The expected result is the full set of records, copied precisely, with images dropped.

--- Records for the exercise Enclosed Below ---

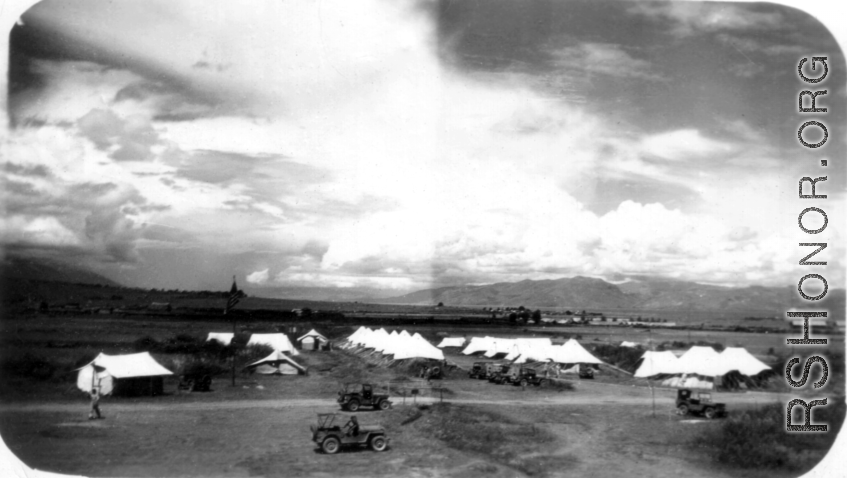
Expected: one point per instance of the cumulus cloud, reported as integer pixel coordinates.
(684, 144)
(258, 277)
(607, 59)
(352, 160)
(126, 139)
(687, 18)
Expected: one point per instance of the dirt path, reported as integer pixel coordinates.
(617, 399)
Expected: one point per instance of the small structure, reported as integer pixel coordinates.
(452, 342)
(159, 306)
(225, 338)
(277, 363)
(133, 374)
(278, 342)
(313, 341)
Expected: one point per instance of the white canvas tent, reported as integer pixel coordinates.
(400, 346)
(702, 367)
(277, 363)
(279, 342)
(225, 338)
(106, 371)
(657, 363)
(312, 340)
(452, 342)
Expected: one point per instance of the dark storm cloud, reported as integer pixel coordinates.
(38, 170)
(219, 167)
(127, 139)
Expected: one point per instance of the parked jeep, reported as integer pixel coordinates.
(353, 396)
(501, 374)
(701, 405)
(330, 435)
(527, 376)
(478, 371)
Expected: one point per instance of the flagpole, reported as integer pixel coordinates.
(232, 299)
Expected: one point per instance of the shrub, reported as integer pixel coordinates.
(623, 357)
(145, 344)
(758, 439)
(29, 365)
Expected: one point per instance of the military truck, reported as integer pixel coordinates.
(478, 371)
(527, 376)
(353, 396)
(702, 404)
(501, 374)
(331, 436)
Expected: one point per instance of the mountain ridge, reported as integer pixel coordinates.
(640, 292)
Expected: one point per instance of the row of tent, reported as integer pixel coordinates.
(400, 345)
(524, 350)
(699, 367)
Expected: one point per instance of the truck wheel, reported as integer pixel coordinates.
(378, 443)
(330, 445)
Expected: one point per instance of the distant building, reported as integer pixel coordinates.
(159, 306)
(818, 324)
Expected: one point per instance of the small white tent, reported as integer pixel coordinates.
(452, 342)
(133, 373)
(657, 363)
(277, 363)
(279, 342)
(312, 340)
(225, 338)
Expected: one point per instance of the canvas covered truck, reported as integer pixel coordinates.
(687, 402)
(353, 396)
(527, 376)
(331, 434)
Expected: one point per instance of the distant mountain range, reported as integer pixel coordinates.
(576, 293)
(38, 269)
(635, 293)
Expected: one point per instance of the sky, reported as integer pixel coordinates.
(399, 145)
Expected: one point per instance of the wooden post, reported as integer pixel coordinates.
(232, 345)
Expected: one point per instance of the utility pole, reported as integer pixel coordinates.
(234, 297)
(650, 382)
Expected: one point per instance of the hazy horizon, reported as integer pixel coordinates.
(402, 146)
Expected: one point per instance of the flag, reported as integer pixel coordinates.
(234, 296)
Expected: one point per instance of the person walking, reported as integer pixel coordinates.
(95, 404)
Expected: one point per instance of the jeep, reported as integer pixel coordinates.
(702, 405)
(331, 436)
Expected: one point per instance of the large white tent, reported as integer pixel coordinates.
(657, 363)
(279, 342)
(225, 338)
(699, 367)
(312, 340)
(106, 370)
(400, 346)
(277, 363)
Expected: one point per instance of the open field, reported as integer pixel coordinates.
(260, 427)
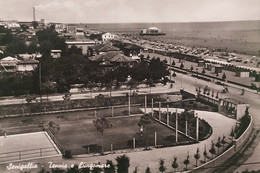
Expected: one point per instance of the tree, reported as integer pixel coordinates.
(131, 84)
(174, 75)
(162, 167)
(54, 127)
(205, 154)
(110, 168)
(212, 150)
(135, 171)
(223, 141)
(186, 162)
(84, 170)
(175, 164)
(101, 124)
(224, 76)
(122, 164)
(35, 24)
(182, 66)
(74, 169)
(197, 156)
(150, 83)
(147, 170)
(144, 121)
(232, 133)
(218, 144)
(191, 68)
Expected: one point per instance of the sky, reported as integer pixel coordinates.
(130, 11)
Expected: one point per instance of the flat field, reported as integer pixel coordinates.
(76, 135)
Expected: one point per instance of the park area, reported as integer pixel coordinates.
(27, 146)
(82, 137)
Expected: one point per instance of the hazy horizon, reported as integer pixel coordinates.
(135, 11)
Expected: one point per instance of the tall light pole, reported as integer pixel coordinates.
(40, 80)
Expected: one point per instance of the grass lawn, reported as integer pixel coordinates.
(77, 134)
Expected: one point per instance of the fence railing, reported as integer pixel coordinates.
(25, 154)
(54, 139)
(237, 144)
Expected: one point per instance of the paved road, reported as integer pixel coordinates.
(250, 97)
(188, 83)
(220, 124)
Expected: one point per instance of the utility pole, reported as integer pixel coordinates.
(40, 79)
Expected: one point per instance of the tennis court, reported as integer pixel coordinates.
(27, 146)
(77, 135)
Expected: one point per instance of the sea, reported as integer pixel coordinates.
(232, 36)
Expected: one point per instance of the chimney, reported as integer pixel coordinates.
(34, 14)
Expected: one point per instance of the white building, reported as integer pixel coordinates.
(56, 53)
(84, 45)
(8, 64)
(26, 65)
(108, 36)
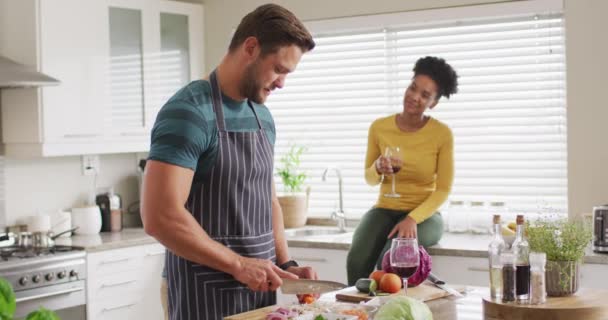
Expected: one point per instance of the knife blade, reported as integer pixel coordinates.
(303, 286)
(441, 285)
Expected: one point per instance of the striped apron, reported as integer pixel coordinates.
(232, 203)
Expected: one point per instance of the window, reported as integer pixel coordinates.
(508, 119)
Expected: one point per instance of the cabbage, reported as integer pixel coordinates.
(404, 308)
(421, 273)
(7, 300)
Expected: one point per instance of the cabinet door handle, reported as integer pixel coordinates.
(155, 254)
(133, 134)
(81, 135)
(109, 285)
(114, 261)
(118, 307)
(310, 259)
(479, 269)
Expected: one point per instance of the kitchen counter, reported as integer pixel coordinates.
(451, 244)
(128, 237)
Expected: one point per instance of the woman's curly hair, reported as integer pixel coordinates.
(442, 73)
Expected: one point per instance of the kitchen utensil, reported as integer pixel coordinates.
(47, 239)
(303, 286)
(61, 220)
(441, 284)
(39, 223)
(600, 229)
(87, 219)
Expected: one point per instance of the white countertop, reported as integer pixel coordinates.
(451, 244)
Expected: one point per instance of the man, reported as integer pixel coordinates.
(208, 193)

--- End of Enclosed Records for the exercise ---

Solution for this exercise:
Expected: one point per instance of the cumulus cloud, reported as integer pixel coordinates.
(684, 144)
(258, 277)
(607, 59)
(352, 160)
(126, 139)
(687, 18)
Expected: one point per instance of the dirt path, reported as integer pixel coordinates.
(617, 399)
Expected: one point per instance of the small structure, reported as integer pixel coordinates.
(452, 342)
(159, 306)
(225, 338)
(277, 363)
(133, 374)
(278, 342)
(313, 341)
Expected: one point per instance of the white canvas tent, reported as integer pixel coordinates.
(400, 346)
(702, 367)
(277, 363)
(279, 342)
(225, 338)
(106, 371)
(657, 363)
(312, 340)
(452, 342)
Expected: one point per instance of the dark storm cloud, reported as integer pixel coordinates.
(38, 170)
(219, 167)
(127, 139)
Expected: one point per instance of the parked jeep, reported as integer pixel coordinates.
(353, 396)
(501, 374)
(701, 405)
(330, 435)
(527, 376)
(478, 371)
Expected: one point per instance of the flagpole, reported as integer pixel coordinates.
(232, 299)
Expected: one point per instance of the shrub, reported as integer pixel coordinates.
(623, 357)
(145, 344)
(758, 439)
(29, 365)
Expected: one point per instance of the military truck, reported as integer pixel coordinates.
(478, 371)
(527, 376)
(353, 396)
(702, 404)
(501, 374)
(331, 436)
Expected: one point per instance of the mountain ridge, reported as integer pixel coordinates.
(640, 292)
Expected: one point per instance of the row of tent, reported as integer pixel coordinates.
(400, 345)
(524, 350)
(699, 367)
Expected: one point per instance of the truck wheel, reported as integer pixel coordinates.
(378, 443)
(330, 445)
Expected: one point per instance of the distant building, reported as integer pixel coordinates.
(159, 306)
(818, 324)
Expected: one point per instance of the small white tent, reported as integer pixel coordinates.
(452, 342)
(133, 373)
(657, 363)
(277, 363)
(279, 342)
(312, 340)
(225, 338)
Expected: one point per instance of the canvas covered truck, reported as integer pixel coordinates.
(687, 402)
(353, 396)
(527, 376)
(331, 434)
Expected: one point per instance of the distant mountain range, reported as integer pixel coordinates.
(576, 293)
(38, 269)
(635, 293)
Expected: one point per instance of the sky, reported as integer pixel coordinates.
(399, 145)
Expected: one point per instance of the wooden post, reported as integer pixel coordinates.
(232, 345)
Expected: one point per instance of the utility pole, reported as integer pixel coordinates.
(234, 297)
(650, 382)
Expected: one point per instance of the hazy horizon, reported as integer pixel coordinates.
(402, 146)
Expected: one point per instance of the flag, reported as integer pixel coordinates.
(234, 296)
Expected: one point per instance of the person walking, reported as integer pixel coordinates.
(95, 404)
Expected: one point per instance of the jeep, reported as integer pixel coordinates.
(702, 405)
(331, 436)
Expected: one point per instance of the large white tent, reported as integer pixel coordinates.
(657, 363)
(279, 342)
(225, 338)
(699, 367)
(312, 340)
(106, 370)
(400, 346)
(277, 363)
Expected: one point per instance of the open field, reported as integer pixel coordinates.
(260, 427)
Expected: one point per instance of the tree, reported as integer pixel coordinates.
(131, 84)
(174, 75)
(162, 167)
(54, 127)
(205, 154)
(110, 168)
(212, 150)
(135, 171)
(223, 141)
(186, 162)
(84, 170)
(175, 164)
(101, 124)
(224, 76)
(122, 164)
(35, 24)
(182, 66)
(74, 169)
(197, 156)
(150, 83)
(147, 170)
(144, 121)
(232, 133)
(218, 144)
(191, 68)
Expected: one point per instance of the sky, reported as integer pixel coordinates.
(130, 11)
Expected: one point per instance of the flat field, reported as integer pixel coordinates.
(76, 135)
Expected: one point per instance of the park area, reported as integer pixel coordinates.
(27, 146)
(82, 137)
Expected: one point per instance of the hazy horizon, reported as integer pixel coordinates.
(135, 11)
Expected: one point per instance of the tall light pole, reported as integer pixel coordinates.
(40, 80)
Expected: one point per instance of the grass lawn, reported as integer pixel coordinates.
(77, 134)
Expected: one point per instance of the fence railing, reported as integer pixel coordinates.
(25, 154)
(54, 139)
(237, 144)
Expected: one point per instance of the paved road, reported as integer pixel coordinates.
(250, 97)
(188, 83)
(220, 124)
Expected: one point per instance of the utility pole, reported as integer pixel coordinates.
(40, 79)
Expected: one point per instance of the tennis court, reported as integer pixel coordinates.
(27, 146)
(77, 135)
Expected: one point per instance of the sea, reported as integer pixel coordinates.
(232, 36)
Expected: one point per instance of the chimney, reported as integer pixel coordinates.
(34, 14)
Expected: one point per instance of the white building, reported as integer pixel coordinates.
(56, 53)
(84, 45)
(8, 64)
(26, 65)
(108, 36)
Expected: one point per instance of the knife blade, reported as integer pixel coordinates.
(303, 286)
(441, 285)
Expected: one point per instance of the striped apron, reported as integer pixel coordinates.
(232, 203)
Expected: one point per instance of the window, reported as integer pixel coordinates.
(508, 119)
Expected: one point per instance of the cabbage, reported as integer pixel coordinates.
(404, 308)
(421, 273)
(7, 300)
Expected: one point per instance of the cabinet door handle, reported as integer pixel coordinates.
(155, 254)
(133, 134)
(81, 135)
(109, 285)
(114, 261)
(118, 307)
(310, 259)
(479, 269)
Expected: one point per instance of the kitchen counter, reported as integer pixel coordinates.
(451, 244)
(128, 237)
Expected: one point per instance of the woman's curly hair, reported as integer pixel coordinates.
(442, 73)
Expected: one point per instance of the kitchen utensil, reported as integer pixel coordinates.
(47, 239)
(303, 286)
(61, 220)
(441, 284)
(39, 223)
(600, 229)
(87, 219)
Expected: one point per instance of the white countertop, reported as integer pixel coordinates.
(451, 244)
Expected: one point per instance of the man, reported as integer pixel coordinates.
(208, 193)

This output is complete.